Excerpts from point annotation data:
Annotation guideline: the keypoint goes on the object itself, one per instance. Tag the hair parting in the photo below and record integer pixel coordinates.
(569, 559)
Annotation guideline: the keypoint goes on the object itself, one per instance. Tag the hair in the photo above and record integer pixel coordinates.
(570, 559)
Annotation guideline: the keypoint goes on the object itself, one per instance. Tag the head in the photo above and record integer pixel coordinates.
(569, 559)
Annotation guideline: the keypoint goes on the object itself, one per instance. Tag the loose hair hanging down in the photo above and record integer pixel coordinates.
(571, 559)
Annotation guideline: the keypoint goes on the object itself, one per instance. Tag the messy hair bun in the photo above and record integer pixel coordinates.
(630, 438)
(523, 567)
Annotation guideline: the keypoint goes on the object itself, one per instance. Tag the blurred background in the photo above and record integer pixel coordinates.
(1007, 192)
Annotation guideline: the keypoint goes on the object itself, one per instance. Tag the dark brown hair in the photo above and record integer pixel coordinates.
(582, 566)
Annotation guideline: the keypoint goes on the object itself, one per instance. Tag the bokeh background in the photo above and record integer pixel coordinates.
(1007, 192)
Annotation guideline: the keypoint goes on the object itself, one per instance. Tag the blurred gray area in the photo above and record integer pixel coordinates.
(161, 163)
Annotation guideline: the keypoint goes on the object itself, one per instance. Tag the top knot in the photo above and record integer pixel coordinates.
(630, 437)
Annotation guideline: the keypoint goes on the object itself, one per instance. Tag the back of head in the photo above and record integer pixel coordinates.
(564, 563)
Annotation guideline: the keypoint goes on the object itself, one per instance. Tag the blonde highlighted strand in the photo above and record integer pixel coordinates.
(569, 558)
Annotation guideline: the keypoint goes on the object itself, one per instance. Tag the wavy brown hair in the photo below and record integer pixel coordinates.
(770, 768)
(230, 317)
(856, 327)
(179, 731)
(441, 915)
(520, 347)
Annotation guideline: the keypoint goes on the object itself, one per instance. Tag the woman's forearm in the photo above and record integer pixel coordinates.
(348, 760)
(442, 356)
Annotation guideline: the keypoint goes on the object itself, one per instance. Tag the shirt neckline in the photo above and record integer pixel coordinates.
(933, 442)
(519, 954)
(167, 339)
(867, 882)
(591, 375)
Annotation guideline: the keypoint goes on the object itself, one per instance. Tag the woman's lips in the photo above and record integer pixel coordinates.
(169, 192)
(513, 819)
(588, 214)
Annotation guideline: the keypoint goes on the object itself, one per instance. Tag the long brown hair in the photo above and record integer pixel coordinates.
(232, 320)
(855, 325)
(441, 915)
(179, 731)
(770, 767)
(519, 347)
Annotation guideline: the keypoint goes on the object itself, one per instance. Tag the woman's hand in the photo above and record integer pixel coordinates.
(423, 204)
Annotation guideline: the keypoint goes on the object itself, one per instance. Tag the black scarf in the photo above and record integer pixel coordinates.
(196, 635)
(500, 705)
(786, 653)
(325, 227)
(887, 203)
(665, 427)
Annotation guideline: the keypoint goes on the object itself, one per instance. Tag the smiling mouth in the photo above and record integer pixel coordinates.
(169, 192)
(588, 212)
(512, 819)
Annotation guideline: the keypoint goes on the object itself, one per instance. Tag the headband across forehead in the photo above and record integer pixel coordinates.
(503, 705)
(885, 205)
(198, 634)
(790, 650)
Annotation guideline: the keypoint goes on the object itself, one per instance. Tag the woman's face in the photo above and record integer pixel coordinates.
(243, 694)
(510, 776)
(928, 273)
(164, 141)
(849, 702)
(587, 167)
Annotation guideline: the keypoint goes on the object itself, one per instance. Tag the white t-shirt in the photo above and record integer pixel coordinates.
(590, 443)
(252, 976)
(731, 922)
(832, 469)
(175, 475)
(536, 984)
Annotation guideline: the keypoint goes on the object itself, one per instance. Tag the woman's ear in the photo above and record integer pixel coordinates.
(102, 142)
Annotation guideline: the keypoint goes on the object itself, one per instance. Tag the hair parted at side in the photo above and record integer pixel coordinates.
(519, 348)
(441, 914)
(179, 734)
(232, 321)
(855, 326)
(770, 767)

**YOUR INSTRUCTIONS**
Output every line of the entries above as a numbered list, skipping any blank lines.

**ANSWER TO THE TASK**
1. Annotation guideline: the keypoint goes on the object itself, one per instance. Tag the hair parting in the photo below and record integer pixel coordinates.
2. (569, 559)
3. Annotation guideline: the keypoint goes on the object itself, one per instance. Tag the hair in the photo above and record integer pixel coordinates.
4. (570, 559)
5. Annotation guideline: the keypoint goes on the object itself, one per instance. Tag the head in the photo above and record integer pixel coordinates.
6. (569, 559)
7. Annotation guideline: the keypoint goes on the object itself, one per instance. Tag the loose hair hanging down in the photo above and record integer pixel coordinates.
8. (571, 559)
9. Annotation guideline: the keypoint goes on the object itself, one per instance. Tag the messy hair bun in the photo above and record integer pixel coordinates.
10. (630, 438)
11. (523, 567)
12. Annotation guideline: the keypoint goes on the object itself, one per instance. Tag the blurred background in the photo above and record integer pixel coordinates.
13. (1007, 192)
14. Annotation guideline: the keypoint goes on the object itself, one per instance. Tag the dark brown hair in the photo above and record integer pixel coordinates.
15. (582, 566)
16. Annotation guideline: the keypoint goes on the object itself, one per instance. Tag the bokeh background in the photo above and record integer pixel coordinates.
17. (1007, 192)
18. Annotation guideline: the keypoint goes on the object itself, one per instance. Tag the blurred gray area in the photo above and record integer pixel coordinates.
19. (161, 163)
20. Annotation guideline: the keypoint goes on the object itself, one per instance. Tag the top knot in the photo above and record integer pixel coordinates.
21. (630, 437)
22. Annotation guideline: the keypoint goes on the object itself, one per instance. Tag the back of head in the photo above and record integer pixel coordinates.
23. (564, 563)
24. Annotation guideline: the keypoint goes on the object itself, one per instance. Tag the blonde highlighted strand in the photo above and record integer pixel coordinates.
25. (569, 558)
26. Annotation guideline: the keypoint goes on the object itself, one per instance. Tag the wavy brown hair in the photo below and record integer pixel coordinates.
27. (770, 768)
28. (230, 317)
29. (856, 327)
30. (179, 731)
31. (441, 915)
32. (520, 347)
33. Annotation guideline: the keypoint goes on the object itself, one per instance. Tag the woman's forearm in the photo above and record integer pixel coordinates.
34. (348, 760)
35. (442, 356)
36. Annotation guideline: the keypoint goes on the object itself, one per instance. Tag the shirt neckline in the photo above and record integer pixel coordinates.
37. (933, 442)
38. (519, 954)
39. (167, 339)
40. (867, 882)
41. (591, 375)
42. Annotation guideline: the keypoint goes on the object itself, one per instance. Tag the woman's lips in the photo above and record integer pixel coordinates.
43. (169, 192)
44. (513, 819)
45. (588, 214)
46. Annotation guideline: the keypoint goes on the object itself, one per instance. Tag the long brown hair in the photo above and record integer pixel coordinates.
47. (232, 320)
48. (855, 325)
49. (441, 915)
50. (179, 731)
51. (770, 767)
52. (519, 347)
53. Annotation guideline: the keypoint goes on the object itself, one per instance. Tag the woman's hand in the photo above and record integer pixel coordinates.
54. (423, 204)
55. Annotation guideline: the keypoint goes on the object itself, one per instance. Tag the black scarf in the photo above and record integer pixel coordinates.
56. (196, 635)
57. (500, 705)
58. (786, 653)
59. (325, 227)
60. (887, 203)
61. (665, 427)
62. Annotation guideline: the keypoint goes on the object itself, one per instance. Tag the smiling mouth in the photo above and record integer pixel coordinates.
63. (169, 192)
64. (588, 212)
65. (512, 819)
66. Annotation guideline: the keypoint goes on the object itself, one per instance. Tag the headband across forehead in the photo above and record integer pixel coordinates.
67. (503, 705)
68. (885, 205)
69. (198, 634)
70. (790, 650)
71. Annotation guideline: the keypoint goes on the object itself, one per instance. Tag the woman's face in the photo above and record integer pixel coordinates.
72. (243, 694)
73. (510, 776)
74. (928, 273)
75. (164, 141)
76. (849, 702)
77. (587, 167)
78. Annotation guideline: the keypoint goes on the object itself, one per instance. Tag the white t-shirt in the photo above and record integer pixel coordinates.
79. (590, 443)
80. (252, 976)
81. (731, 922)
82. (832, 469)
83. (175, 475)
84. (536, 984)
85. Annotation guideline: the keypoint goes on the object itself, one per instance. Tag the woman's ear in the photo above and record integer pixel coordinates.
86. (102, 142)
87. Annotation guideline: the keypoint goes on the object itself, one per instance. Tag the hair parted at side in the photo above and record integer pixel coordinates.
88. (519, 348)
89. (441, 914)
90. (179, 734)
91. (232, 321)
92. (855, 326)
93. (770, 767)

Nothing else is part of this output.